● EXERCISE AIM
Continue the passage on Siwu ideophones, picking up right after its final line of dialogue.

● DOCUMENT EXTRACT
Some of the poetic devices at work here are lost in translation. One is the focus construction which emphasizes the content words in the last four Siwu lines (‘mourning it is; tears it is; sadness it is; graves it is’). Another is the fact that these content words belong to four different grammatical genders in Siwu: the first is an noun in KA with locative connotation, the second a liquid/mass noun in MI, the third a singular noun in I, the fourth a plural noun in A. I’m not sure whether this pattern is as striking to native speakers as it is to me, but note that the gender is reinforced by the agreement morphology on the ‘be’-verb (ka-, mi-, i-, a-). One could think of it as a case of ‘subliminal verbal patterning in poetry’ (Jakobson 1980).
Below follows an abstract for a talk I will be giving later this year at WOCAL 6.
Ideophones are marked words that depict sensory imagery (cf. Voeltz and Kilian-Hatz 2001). This paper presents results of an ongoing research project into the linguistic and cultural ecology of ideophones in Siwu, a Ghana-Togo-Mountain language spoken north of Hohoe in Ghana’s Volta Region. Of central interest to the project is the role played by ideophones in the discursive practice of the Mawu. A range of methods is used to investigate this issue (including elicitation tasks and collections of folk definitions), but this paper will focus on data from natural conversational discourse.
It will be shown that ideophones occur across a wide variety of speech genres, including greeting exchanges, conversations, arguments, insults, narratives, and special genres like riddles (mìdzòlo), recreational songs (àlikpi), and funeral dirges (sìkubiɛnɔ). Zooming in on one usage context, we will look at conversations during the making of gunpowder. [N.B. The conversations are of course in Siwu. The examples are presented in pseudo-English because of the abstract requirements.]
A Now this stuff here looks ɖɔbɔrɔɔɔ [soft].
B Wũrĩwũrĩwũrĩwũrĩwũrĩ [fine and granular] A Wũrĩwũrĩwũrĩwũrĩwũrĩwũrĩwũrĩwũrĩwũrĩwũrĩ!

● RECORD EXCERPTS
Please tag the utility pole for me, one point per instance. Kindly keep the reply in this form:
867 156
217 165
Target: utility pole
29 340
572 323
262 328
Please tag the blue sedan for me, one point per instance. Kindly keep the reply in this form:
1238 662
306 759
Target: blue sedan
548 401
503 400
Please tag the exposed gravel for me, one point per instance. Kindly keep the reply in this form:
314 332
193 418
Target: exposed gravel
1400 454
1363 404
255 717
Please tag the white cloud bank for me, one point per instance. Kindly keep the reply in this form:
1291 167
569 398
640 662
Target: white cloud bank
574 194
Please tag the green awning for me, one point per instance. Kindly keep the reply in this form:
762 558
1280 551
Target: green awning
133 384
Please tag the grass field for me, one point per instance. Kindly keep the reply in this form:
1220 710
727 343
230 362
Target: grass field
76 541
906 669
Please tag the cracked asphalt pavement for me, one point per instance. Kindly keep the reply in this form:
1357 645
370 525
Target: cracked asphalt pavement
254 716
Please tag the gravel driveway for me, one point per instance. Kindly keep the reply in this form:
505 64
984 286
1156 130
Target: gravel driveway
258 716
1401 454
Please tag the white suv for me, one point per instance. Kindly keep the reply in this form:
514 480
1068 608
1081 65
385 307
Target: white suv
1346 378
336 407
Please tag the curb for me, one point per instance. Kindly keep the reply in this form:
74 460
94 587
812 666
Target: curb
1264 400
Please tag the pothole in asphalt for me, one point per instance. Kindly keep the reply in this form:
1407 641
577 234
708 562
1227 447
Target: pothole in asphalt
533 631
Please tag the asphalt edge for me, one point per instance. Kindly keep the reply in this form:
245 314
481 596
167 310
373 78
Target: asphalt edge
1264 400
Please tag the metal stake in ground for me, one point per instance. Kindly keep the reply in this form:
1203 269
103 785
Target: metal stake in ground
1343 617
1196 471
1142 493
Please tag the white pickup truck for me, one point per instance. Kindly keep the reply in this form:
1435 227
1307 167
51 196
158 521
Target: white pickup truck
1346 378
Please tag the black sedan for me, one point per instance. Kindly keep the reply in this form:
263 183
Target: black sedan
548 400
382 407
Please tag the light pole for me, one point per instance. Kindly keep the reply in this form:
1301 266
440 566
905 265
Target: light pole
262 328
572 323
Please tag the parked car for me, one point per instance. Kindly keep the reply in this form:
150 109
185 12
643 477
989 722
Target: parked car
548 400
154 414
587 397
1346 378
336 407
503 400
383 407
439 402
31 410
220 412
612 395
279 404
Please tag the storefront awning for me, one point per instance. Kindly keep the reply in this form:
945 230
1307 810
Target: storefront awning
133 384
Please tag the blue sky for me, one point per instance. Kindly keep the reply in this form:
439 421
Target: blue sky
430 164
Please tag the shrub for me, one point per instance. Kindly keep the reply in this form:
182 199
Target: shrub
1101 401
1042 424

● RESULT OF THIS TASK
B So it will pass through the gun nipple.
A Indeed. It won’t be kpokolo-kpokolo [lumpy], you see? It will be very grinded very soft ɖɔbɔrɔɔɔ. So that it can reach inside the gun nipple.
Example (1) shows how, during material culture production, the speakers calibrate their understanding of processes and technologies not with cold technical language, but with ideophones (cf. Nuckolls 1995). Later on in the same conversation, some speakers anticipate the ceremonial gunfire for which the gunpowder is being produced by collaboratively creating a vivid sensory spectacle:
C When it does tawtaw, you would be standing silently. The gunman topples [because of the recoil] — he puts [this sound] in your ears rrrɔ̂ŋ! Then you’ll just be silenced kananananana, standing there. You’ll be watching things.
E [In background] It goes gbií im̀ ̀!
C Boy will it sound — it goes gbíiiìim̀ ̀m̀ !
An analysis of this ‘poetry in ordinary language’ (Evans-Pritchard 1962) will throw light on the interplay of language, culture and the perceptual world in Mawu society.
- Evans-Pritchard, E. E. 1962. Ideophones in Zande. Sudan Notes and Records 34: 143-146.
- Nuckolls, Janis B. 1995. Quechua texts of perception. Semiotica 103, no. 1/2: 145-169.
- Voeltz, F. K. Erhard, and Christa Kilian-Hatz, eds. 2001. Ideophones. Amsterdam: John Benjamins.